* [PASSAGE FOR REVIEW]
● ● ● ● ●

24 Sep 2025

AI Alliance Launches Dynamic SWE-MERA Benchmark for Evaluating Code Models

The AI Alliance's benchmark lineup has been expanded with a new tool — the dynamic benchmark SWE-MERA, designed for comprehensive evaluation of coding models on tasks close to real development conditions. SWE-MERA was created as a result of collaboration among leading Russian AI teams: MWS AI (part of MTS Web Services), Sber, and ITMO University.

SWE-MERA, like the MERA CODE benchmark, assesses code models but takes a fundamentally different approach, with a key advantage — its dynamic nature. Unlike classical static benchmarks, SWE-MERA is automatically and regularly replenished with new relevant tasks and proposed changes selected from public GitHub repositories. This allows testing and retraining models with the freshest data, as close as possible to real development conditions.

Key Features of SWE-MERA:

· Dynamism and Relevance: An automated data collection pipeline ensures constant updating of the task set, preventing benchmark obsolescence and minimizing the risk of model overfitting.

● ● ● ● ●

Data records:

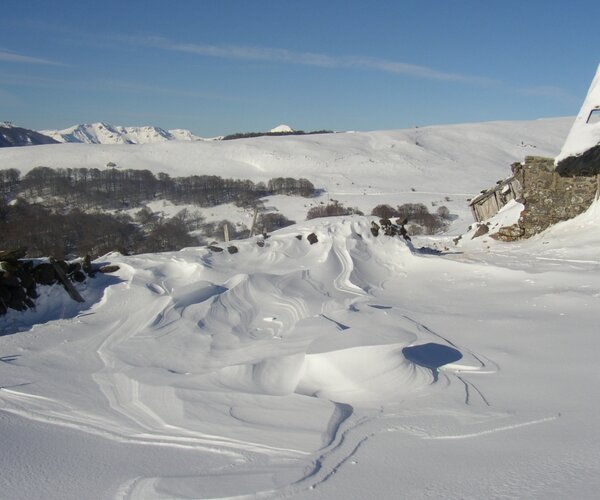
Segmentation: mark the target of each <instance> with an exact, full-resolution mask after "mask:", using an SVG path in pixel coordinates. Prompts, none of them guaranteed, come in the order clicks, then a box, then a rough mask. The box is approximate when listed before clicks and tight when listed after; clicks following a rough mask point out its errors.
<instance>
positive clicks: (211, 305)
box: [0, 119, 600, 500]
mask: <svg viewBox="0 0 600 500" xmlns="http://www.w3.org/2000/svg"><path fill="white" fill-rule="evenodd" d="M571 122H572V120H570V119H558V120H543V121H539V122H528V123H510V124H508V123H491V124H471V125H462V126H453V127H431V128H427V129H417V130H409V131H396V132H373V133H365V134H338V135H327V136H318V137H310V138H307V137H301V138H297V137H286V138H261V139H253V140H245V141H236V142H235V143H233V144H232V143H227V144H226V143H210V144H205V143H190V144H175V143H168V144H166V145H159V144H154V145H147V146H126V147H125V146H123V147H121V146H112V147H107V146H94V145H92V146H87V145H68V144H67V145H58V146H54V147H53V148H52V149H50V148H46V147H38V148H22V149H23V150H25V149H34V150H35V154H24V153H22V152H18V154H13V151H9V153H10V154H6V151H2V152H0V158H1V161H2V166H4V165H7V164H8V162H9V161H10V162H11V165H14V166H17V167H18V168H21V169H22V170H23V171H26V170H27V169H28V168H31V165H33V166H35V165H36V164H52V165H55V166H71V165H72V166H81V165H82V164H83V165H87V166H91V165H96V164H98V166H99V167H101V166H102V165H103V164H105V163H106V161H107V159H114V160H116V161H117V162H119V163H123V164H124V165H126V166H129V167H132V168H133V167H134V166H138V167H139V168H142V166H147V165H148V164H149V165H151V167H152V168H153V169H156V170H155V171H160V170H162V169H165V168H166V167H168V168H170V169H171V170H170V172H171V173H172V174H173V175H182V174H185V173H194V172H197V171H198V170H199V169H198V165H202V168H204V169H207V171H208V172H216V173H219V174H220V175H224V176H237V174H242V173H244V172H247V175H246V177H250V178H253V179H255V180H261V179H263V178H265V177H266V178H268V177H269V176H273V175H282V170H284V171H285V172H289V173H290V175H293V176H300V175H302V176H305V177H308V178H311V177H314V179H316V181H317V184H318V182H322V183H323V185H324V186H325V187H326V188H327V189H328V190H330V191H331V192H330V196H333V194H334V193H335V196H336V197H339V198H341V197H342V196H346V197H347V198H346V199H348V200H353V199H356V200H358V199H360V198H362V197H368V198H370V200H371V201H373V200H375V199H387V197H389V196H392V195H397V196H398V197H399V198H400V197H410V196H415V197H418V198H417V200H418V199H422V198H423V197H425V196H428V193H429V196H432V197H434V196H435V197H437V198H438V199H439V198H440V196H443V195H445V194H451V193H453V194H452V196H456V197H457V198H458V197H459V196H461V195H460V193H464V192H468V191H470V190H476V191H478V190H479V189H480V188H482V187H486V186H487V185H488V184H489V183H491V182H493V181H494V180H495V179H496V178H498V177H501V176H503V175H505V174H506V173H507V171H508V165H509V164H510V162H511V161H516V160H520V159H522V158H523V156H524V155H525V154H532V153H533V154H544V155H548V156H553V155H554V154H556V152H557V151H558V150H559V149H560V146H561V144H562V141H563V139H564V136H565V135H566V132H567V131H568V129H569V127H570V124H571ZM417 143H418V144H417ZM532 146H536V147H532ZM163 148H164V149H163ZM38 150H45V151H46V154H45V155H44V154H41V153H40V154H38V153H37V151H38ZM55 150H56V151H57V152H58V153H57V156H54V155H49V154H48V153H49V152H50V151H55ZM71 155H72V156H73V158H71ZM36 162H37V163H36ZM54 162H56V163H54ZM71 162H72V163H71ZM77 162H80V163H79V164H78V163H77ZM194 168H196V170H195V171H194V170H193V169H194ZM286 169H287V170H286ZM367 183H370V184H367ZM369 185H370V186H371V187H368V186H369ZM411 186H414V187H415V192H413V191H412V189H411ZM353 190H354V191H353ZM363 190H365V191H367V194H363ZM431 199H433V198H431ZM272 201H273V202H277V203H279V204H280V206H281V209H282V210H283V211H286V210H289V209H290V205H291V204H292V203H296V200H295V199H289V198H285V197H280V198H278V199H277V200H272ZM461 203H462V201H461ZM456 206H458V204H457V205H456ZM509 208H510V207H508V208H507V210H506V211H504V212H503V213H502V214H499V217H500V218H502V217H504V218H510V216H509V215H508V214H507V213H506V212H512V209H510V210H509ZM513 208H514V207H513ZM513 215H514V214H513ZM369 228H370V219H369V218H367V217H358V216H352V217H339V218H331V219H321V220H313V221H308V222H303V223H301V224H298V225H295V226H291V227H289V228H286V229H285V230H281V231H278V232H276V233H274V234H272V235H271V237H270V238H269V239H267V240H266V242H265V245H264V246H263V247H260V246H258V245H257V244H256V241H257V240H256V239H249V240H244V241H237V242H235V244H236V246H237V248H238V250H239V251H238V252H237V253H234V254H230V253H229V252H228V251H224V252H222V253H212V252H211V251H210V250H208V249H207V248H189V249H184V250H182V251H180V252H171V253H164V254H151V255H137V256H129V257H126V256H121V255H118V254H110V255H107V256H105V257H103V258H102V259H100V260H99V262H111V263H114V264H118V265H119V266H120V270H119V271H118V273H116V274H115V275H112V276H110V275H100V276H98V277H96V278H95V279H88V281H87V282H85V283H83V284H78V285H77V286H78V287H79V290H80V292H81V294H82V295H83V296H84V298H85V299H86V303H85V304H79V303H75V302H73V301H71V300H70V299H69V298H68V296H67V294H66V293H65V292H64V290H62V289H61V288H59V287H53V288H49V289H45V290H43V291H42V296H41V298H40V299H38V307H37V309H36V310H34V311H32V310H30V311H26V312H25V313H19V312H16V311H10V312H9V314H8V315H7V316H5V317H2V318H0V331H2V332H3V333H4V334H5V335H4V336H0V380H1V383H0V434H1V435H2V452H1V453H0V470H1V471H2V474H1V475H0V487H1V488H2V490H1V491H2V494H1V495H0V496H2V498H7V499H10V500H16V499H30V498H46V499H51V500H53V499H61V500H65V499H81V498H119V499H144V500H145V499H165V498H169V499H190V498H194V499H199V498H248V499H249V498H295V499H307V500H308V499H313V500H314V499H316V498H318V499H321V498H323V499H325V498H326V499H333V500H337V499H340V500H341V499H344V500H346V499H356V500H358V499H361V500H362V499H365V498H415V499H425V498H556V499H558V498H582V499H588V498H589V499H591V498H595V497H596V496H597V491H598V489H599V488H600V455H599V454H598V449H600V424H599V423H598V419H597V418H596V416H597V415H598V413H599V412H600V400H599V399H598V398H597V397H596V394H597V387H598V384H599V383H600V378H599V376H598V370H597V364H598V352H600V337H599V336H598V334H597V329H598V328H597V325H598V307H599V306H600V303H599V300H600V261H599V260H598V247H600V204H598V203H597V204H595V205H594V206H592V207H591V208H590V210H588V212H587V213H585V214H583V215H581V216H580V217H578V218H576V219H573V220H571V221H566V222H562V223H560V224H557V225H556V226H554V227H552V228H550V229H549V230H547V231H546V232H544V233H542V234H540V235H537V236H535V237H533V238H531V239H530V240H527V241H522V242H518V243H512V244H505V243H500V242H496V241H494V240H491V239H489V238H487V237H485V236H483V237H481V238H477V239H475V240H469V242H468V244H462V245H461V246H460V247H454V246H453V245H452V243H451V241H450V238H449V237H447V236H442V237H427V238H414V239H413V243H414V246H413V244H411V243H409V242H405V241H404V240H403V239H400V238H388V237H385V236H379V237H377V238H376V237H374V236H373V235H372V234H371V232H370V230H369ZM313 232H314V234H315V235H316V236H317V238H318V242H317V243H315V244H313V245H311V244H310V243H309V242H308V241H307V236H308V235H309V234H310V233H313ZM298 237H300V239H298ZM424 244H427V245H428V246H435V247H436V248H444V247H446V246H448V247H450V251H446V252H445V253H443V254H436V253H434V252H431V251H430V250H427V249H422V248H420V247H421V246H422V245H424Z"/></svg>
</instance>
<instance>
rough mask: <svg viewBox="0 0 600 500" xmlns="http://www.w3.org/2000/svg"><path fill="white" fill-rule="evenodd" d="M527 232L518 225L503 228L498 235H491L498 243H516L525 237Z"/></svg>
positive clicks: (494, 233)
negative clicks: (523, 237)
mask: <svg viewBox="0 0 600 500" xmlns="http://www.w3.org/2000/svg"><path fill="white" fill-rule="evenodd" d="M524 233H525V230H524V229H523V228H522V227H520V226H519V225H518V224H513V225H512V226H506V227H501V228H500V229H499V230H498V231H497V232H496V233H494V234H492V235H490V236H491V237H492V238H494V239H495V240H498V241H515V240H518V239H520V238H522V237H523V234H524Z"/></svg>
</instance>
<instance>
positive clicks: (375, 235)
mask: <svg viewBox="0 0 600 500" xmlns="http://www.w3.org/2000/svg"><path fill="white" fill-rule="evenodd" d="M371 234H372V235H373V236H375V237H377V236H379V224H377V222H375V221H373V222H371Z"/></svg>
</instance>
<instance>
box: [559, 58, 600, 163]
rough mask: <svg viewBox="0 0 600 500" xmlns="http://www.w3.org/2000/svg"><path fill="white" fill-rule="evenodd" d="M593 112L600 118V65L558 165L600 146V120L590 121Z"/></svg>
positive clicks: (564, 144) (560, 156)
mask: <svg viewBox="0 0 600 500" xmlns="http://www.w3.org/2000/svg"><path fill="white" fill-rule="evenodd" d="M592 112H594V113H595V114H596V118H598V116H599V115H598V114H599V113H600V65H598V69H597V71H596V76H595V77H594V79H593V80H592V83H591V84H590V88H589V90H588V93H587V96H586V98H585V100H584V101H583V104H582V105H581V109H580V111H579V114H578V115H577V118H575V121H574V122H573V126H572V127H571V131H570V132H569V135H568V136H567V140H566V141H565V143H564V145H563V147H562V149H561V151H560V154H559V155H558V156H557V157H556V163H558V162H559V161H560V160H563V159H564V158H567V157H569V156H576V155H580V154H581V153H584V152H585V151H587V150H588V149H590V148H592V147H594V146H596V145H597V144H600V120H598V119H596V120H595V121H593V120H589V118H590V113H592Z"/></svg>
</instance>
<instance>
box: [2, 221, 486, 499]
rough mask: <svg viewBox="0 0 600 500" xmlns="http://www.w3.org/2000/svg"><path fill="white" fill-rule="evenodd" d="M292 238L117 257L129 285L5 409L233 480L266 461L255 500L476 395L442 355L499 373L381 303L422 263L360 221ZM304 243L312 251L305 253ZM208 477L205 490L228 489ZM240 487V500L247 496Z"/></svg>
mask: <svg viewBox="0 0 600 500" xmlns="http://www.w3.org/2000/svg"><path fill="white" fill-rule="evenodd" d="M295 230H296V231H297V230H299V231H300V232H301V234H302V235H303V238H302V239H298V238H296V237H295V236H296V234H297V233H294V232H292V231H291V230H290V231H287V232H286V231H281V232H279V233H277V234H276V235H273V236H272V237H271V238H270V239H268V240H266V245H265V246H264V247H262V248H261V247H259V246H257V245H256V244H255V242H254V241H253V240H248V241H245V242H240V243H239V245H238V246H239V252H238V253H237V254H235V255H229V254H228V253H226V252H223V253H220V254H213V253H211V252H210V251H209V250H207V249H196V248H190V249H186V250H183V251H181V252H178V253H170V254H155V255H145V256H136V257H122V256H118V255H114V256H112V257H111V260H113V261H114V262H116V263H119V265H120V266H121V274H120V279H121V280H122V282H121V283H120V284H115V285H113V286H111V287H109V288H107V289H106V291H105V295H104V297H103V299H102V301H100V302H99V303H97V304H96V305H95V306H94V307H93V308H92V309H91V311H90V312H87V313H86V314H81V315H80V316H78V317H77V318H76V319H75V320H74V321H72V322H71V323H67V324H63V325H62V330H61V332H60V333H58V332H57V333H56V334H55V335H54V336H50V338H48V339H45V341H46V342H49V343H50V344H51V345H49V346H47V348H46V349H44V350H40V351H39V352H38V353H36V354H35V355H33V354H32V356H31V358H30V360H29V361H28V362H27V363H25V362H24V363H22V364H21V363H17V365H19V366H18V367H17V369H16V370H15V371H13V372H11V374H10V376H11V378H12V380H11V381H10V384H9V385H8V387H6V388H4V390H2V391H1V392H0V398H1V400H2V402H3V406H4V408H5V409H6V410H8V411H11V412H14V413H17V414H21V415H24V416H27V417H29V418H33V419H37V420H43V421H49V422H52V423H55V424H61V425H64V426H69V427H73V428H76V429H80V430H84V431H88V432H92V433H97V434H101V435H103V436H107V437H111V438H113V439H116V440H120V441H125V442H132V443H146V444H152V445H162V446H168V447H181V448H191V449H195V450H201V451H204V452H206V453H209V454H217V455H220V456H225V457H229V459H230V460H231V466H232V467H233V471H232V472H230V473H229V474H232V473H233V474H236V472H235V470H237V469H236V468H239V475H240V477H243V476H244V474H246V473H248V471H250V472H251V474H252V475H253V476H252V477H254V478H255V479H256V477H258V476H256V471H253V469H252V466H251V465H250V464H252V463H254V462H255V461H259V462H260V463H262V464H263V465H261V470H268V471H269V474H268V477H269V480H266V479H265V478H262V479H260V480H259V483H260V484H261V486H260V488H259V489H265V490H269V489H272V488H275V489H277V490H279V489H281V488H284V489H286V488H288V489H289V488H291V490H294V491H295V490H297V489H298V488H299V489H303V488H306V487H308V486H310V485H311V484H317V483H319V482H320V481H322V480H324V479H325V478H326V476H327V474H330V473H331V472H332V471H331V470H330V469H328V468H327V467H328V466H327V465H326V464H327V463H328V462H331V461H333V462H336V461H337V462H339V461H343V460H345V459H346V458H347V457H348V456H349V454H350V453H351V452H352V446H354V445H352V446H351V447H348V445H347V444H346V443H348V442H354V441H355V440H356V438H355V437H354V436H353V433H354V432H358V435H360V436H362V437H363V438H364V437H365V436H364V434H363V432H362V431H360V430H358V429H361V426H365V425H367V422H371V421H373V422H375V421H378V420H377V418H376V416H377V415H384V416H385V415H387V416H388V417H390V416H393V415H394V412H395V411H396V410H395V409H397V407H398V405H400V404H403V403H405V402H406V401H410V400H415V399H420V398H424V397H425V398H426V397H428V396H433V397H435V394H437V393H438V392H439V391H440V390H442V391H444V390H445V389H444V388H446V389H447V388H449V387H454V388H456V389H458V391H459V393H460V394H461V395H460V396H458V397H459V399H460V400H462V399H463V398H464V391H465V387H466V388H467V391H468V386H467V384H468V383H467V382H465V381H464V380H463V379H462V378H461V377H459V376H458V375H453V374H452V373H453V371H452V370H451V371H450V372H443V365H444V364H446V363H445V362H443V360H442V361H440V359H441V358H440V352H444V353H446V354H447V353H448V352H453V353H457V356H450V357H448V358H447V360H446V361H447V362H448V363H450V362H452V363H455V362H457V361H458V360H459V358H460V363H461V364H459V365H457V364H456V363H455V364H454V365H453V366H454V371H456V370H460V369H461V367H464V368H465V369H470V370H474V371H477V370H481V371H486V370H489V369H490V366H488V364H487V363H485V362H483V361H481V359H480V358H478V357H477V356H475V355H473V354H472V353H470V351H469V350H468V348H466V347H465V348H462V347H460V346H454V345H451V343H449V342H448V341H447V340H445V339H443V338H442V337H441V336H439V335H438V334H436V333H434V332H433V331H431V330H430V329H428V328H427V327H426V326H425V325H422V324H421V323H419V322H418V321H415V320H414V319H411V318H410V317H408V316H407V315H406V313H405V311H404V308H403V307H402V304H399V303H390V304H385V303H383V302H385V299H384V297H385V289H386V287H387V286H388V285H389V284H391V283H395V284H396V285H397V284H398V283H401V282H402V279H403V276H404V268H406V267H407V266H410V265H412V262H413V261H415V260H418V259H424V258H427V257H420V256H418V255H415V254H414V253H413V251H414V249H411V248H409V247H408V246H407V245H406V244H405V242H404V241H403V240H401V239H398V238H387V237H386V238H379V239H377V238H374V237H373V236H372V235H371V234H370V231H369V221H368V220H367V219H364V218H347V219H336V220H335V222H334V223H331V222H329V221H327V222H325V221H321V222H314V224H313V225H312V226H310V227H308V226H306V227H304V228H299V229H298V228H295ZM310 231H315V232H316V234H317V236H318V238H319V242H318V243H317V244H314V245H310V244H309V242H308V241H307V240H306V235H307V234H308V233H309V232H310ZM109 257H110V256H109ZM61 339H65V341H66V342H68V344H66V345H65V344H64V342H63V341H62V340H61ZM418 345H424V346H429V347H425V348H424V349H421V350H415V349H416V348H415V347H411V346H418ZM435 346H437V348H436V347H435ZM444 349H445V351H444ZM429 355H431V356H432V359H431V360H430V362H429V363H428V361H427V356H429ZM434 358H435V359H434ZM494 369H495V368H494V367H492V370H494ZM440 373H442V375H440ZM40 375H43V376H40ZM24 384H25V385H24ZM469 384H470V383H469ZM11 386H12V387H13V388H11ZM38 394H44V396H40V395H38ZM482 398H483V395H482ZM98 401H105V404H103V405H101V404H98ZM382 412H383V413H382ZM369 425H372V424H369ZM370 432H373V430H372V429H371V431H370ZM351 436H352V437H351ZM361 439H362V438H361ZM282 464H285V466H283V465H282ZM311 464H312V465H311ZM207 474H208V475H209V476H210V477H212V479H206V480H207V481H208V482H209V483H210V481H211V480H212V481H216V483H214V484H217V483H219V481H221V480H222V478H221V475H220V473H219V471H217V470H215V471H213V473H210V472H208V473H207ZM273 478H275V479H273ZM278 478H279V479H278ZM149 481H150V482H149ZM189 481H191V482H192V483H193V482H194V481H196V479H194V478H190V479H189ZM159 484H160V487H159ZM169 484H170V480H169V479H168V478H164V479H159V478H155V479H152V480H149V479H148V480H139V481H138V480H136V481H133V482H132V483H131V484H129V485H127V486H126V487H124V489H123V490H122V494H123V496H126V497H131V498H147V497H148V496H154V495H156V494H157V491H158V490H157V488H159V489H161V491H164V489H165V488H166V490H167V491H169V492H170V493H169V495H171V494H173V495H176V492H175V490H169V488H171V486H168V485H169ZM190 484H191V483H190ZM210 484H213V483H210ZM237 484H238V486H239V485H242V486H239V487H240V488H241V490H239V491H238V490H236V492H235V493H236V494H241V493H251V492H252V491H251V490H249V491H243V490H244V487H243V484H244V481H243V480H241V481H238V482H237ZM252 484H253V486H252V487H251V488H256V487H257V486H256V485H255V484H254V483H252ZM249 488H250V487H249ZM291 490H290V491H291ZM282 491H283V490H282Z"/></svg>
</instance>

● ● ● ● ●

* [EXERCISE 1]
Answer these questions about the SWE-MERA announcement:
(a) Which organizations collaborated to create SWE-MERA?
(b) From what source are new tasks and proposed changes for SWE-MERA selected?
(c) What does the automated data collection pipeline ensure?
* [EXERCISE 2] Update the SWE-MERA announcement by giving the part that opens with the words "The AI Alliance's" and closes with "and ITMO University." again, replacing "comprehensive" with "thorough".

* [REPLY 1]
(a) MWS AI (part of MTS Web Services), Sber, and ITMO University.
(b) Public GitHub repositories.
(c) Constant updating of the task set.

* [REPLY 2]
The AI Alliance's benchmark lineup has been expanded with a new tool — the dynamic benchmark SWE-MERA, designed for thorough evaluation of coding models on tasks close to real development conditions. SWE-MERA was created as a result of collaboration among leading Russian AI teams: MWS AI (part of MTS Web Services), Sber, and ITMO University.